• ASSIGNMENT
Word for word, reproduce every line of the data below.

**** MATERIAL FOR THIS TASK ****

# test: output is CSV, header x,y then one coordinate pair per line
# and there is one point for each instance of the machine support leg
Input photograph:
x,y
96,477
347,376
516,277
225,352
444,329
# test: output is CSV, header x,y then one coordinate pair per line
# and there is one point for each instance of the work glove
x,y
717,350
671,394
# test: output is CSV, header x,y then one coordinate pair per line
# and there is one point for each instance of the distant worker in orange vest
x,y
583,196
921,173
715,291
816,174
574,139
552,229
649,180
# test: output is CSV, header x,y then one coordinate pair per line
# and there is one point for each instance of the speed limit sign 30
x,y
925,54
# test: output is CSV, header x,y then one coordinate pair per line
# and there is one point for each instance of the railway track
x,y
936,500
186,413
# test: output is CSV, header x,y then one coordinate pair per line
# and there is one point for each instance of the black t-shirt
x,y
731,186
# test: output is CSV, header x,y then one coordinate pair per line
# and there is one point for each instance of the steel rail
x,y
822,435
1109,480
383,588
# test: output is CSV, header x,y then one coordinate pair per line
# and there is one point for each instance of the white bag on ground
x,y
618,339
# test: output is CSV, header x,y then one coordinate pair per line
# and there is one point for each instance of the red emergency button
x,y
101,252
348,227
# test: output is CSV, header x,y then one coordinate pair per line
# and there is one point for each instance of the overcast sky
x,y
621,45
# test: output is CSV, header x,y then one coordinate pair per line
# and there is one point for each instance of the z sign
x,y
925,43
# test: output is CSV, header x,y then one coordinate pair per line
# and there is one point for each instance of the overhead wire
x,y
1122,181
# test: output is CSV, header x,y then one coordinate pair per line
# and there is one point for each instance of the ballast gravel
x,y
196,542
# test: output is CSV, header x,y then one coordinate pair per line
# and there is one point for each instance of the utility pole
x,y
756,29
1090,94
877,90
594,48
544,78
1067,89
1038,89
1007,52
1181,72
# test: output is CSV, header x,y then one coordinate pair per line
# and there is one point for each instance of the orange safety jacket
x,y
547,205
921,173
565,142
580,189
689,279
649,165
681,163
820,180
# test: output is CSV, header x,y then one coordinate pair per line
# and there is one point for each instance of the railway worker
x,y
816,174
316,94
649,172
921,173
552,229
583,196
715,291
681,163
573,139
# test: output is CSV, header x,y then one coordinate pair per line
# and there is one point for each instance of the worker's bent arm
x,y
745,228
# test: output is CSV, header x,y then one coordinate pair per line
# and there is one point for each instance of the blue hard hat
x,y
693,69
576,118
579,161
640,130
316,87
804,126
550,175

****

• REPLY
# test: output is CSV, header x,y then one coordinate pair per line
# and there is one point for each instance of the machine support leg
Input photograph:
x,y
96,477
347,376
516,277
225,352
444,329
# test: output is CSV, header x,y then one coordinate pair per line
# and there is one point for each instance of the work glove
x,y
717,350
671,394
# test: output is CSV, header x,y then one coordinate pair per line
# and there is one point for each instance of the distant worker in orange vest
x,y
583,196
921,173
715,291
816,174
574,139
552,229
649,180
# test: output is CSV, header x,y then one coordinate pair per line
# and there is one point for each instance of the speed limit sign 30
x,y
925,54
# test: output is CSV, header x,y then one coordinate pair per line
# and there is one point for each instance of the railway track
x,y
936,500
186,413
# test: output is CSV, header x,y then one coordinate pair per line
# and there is one point for each instance of the black t-shirt
x,y
731,186
# test: output is CSV, header x,y then one coordinate pair per line
# and there is one point for each instance of the steel rail
x,y
822,435
1109,480
383,588
# test: output is CSV, header x,y then one coordinate pair per line
# and there is one point for each instance of the white bag on ground
x,y
618,339
# test: output is CSV, header x,y then one coordinate pair per line
# and there is one point for each instance of the red emergency button
x,y
101,252
348,227
# test: output is CSV, header x,y then one coordinate pair per line
# and there is one point for each instance of the overcast sky
x,y
621,45
# test: output is CSV, header x,y then one coordinate pair per line
# and there is one point for each instance of the z sign
x,y
925,43
# test: output is CSV, header x,y then one coordinate pair per line
# and there is one point for each instance of the overhead wire
x,y
1122,181
# test: output is CSV, header x,y then one coordinate pair per line
# and there is one point for each instance of the ballast gravel
x,y
196,542
# test: output is CSV, header x,y then one coordinate pair per line
# and there is one point for each instance of the utility pole
x,y
756,29
1090,94
877,90
594,48
544,78
1067,89
1038,89
1007,52
1181,72
# test: output is CSV, header x,y then one coordinate pair per line
# and there is one point for each instance of the orange safety jacket
x,y
547,205
921,173
565,142
580,189
689,279
649,165
681,163
820,180
# test: output is CSV, header x,y then one coordinate pair per line
# and there is one point for each instance of the railway worker
x,y
816,174
316,94
649,172
921,173
552,229
583,196
715,291
681,163
573,139
# test: output is CSV, header x,y then one coordinate pair per line
# and there is one point for each instance of the worker's bent arm
x,y
745,228
# test: output is CSV, header x,y then one coordinate pair per line
# and there is one point for each instance of the blue hard hat
x,y
693,69
576,118
579,161
640,130
316,87
804,126
550,175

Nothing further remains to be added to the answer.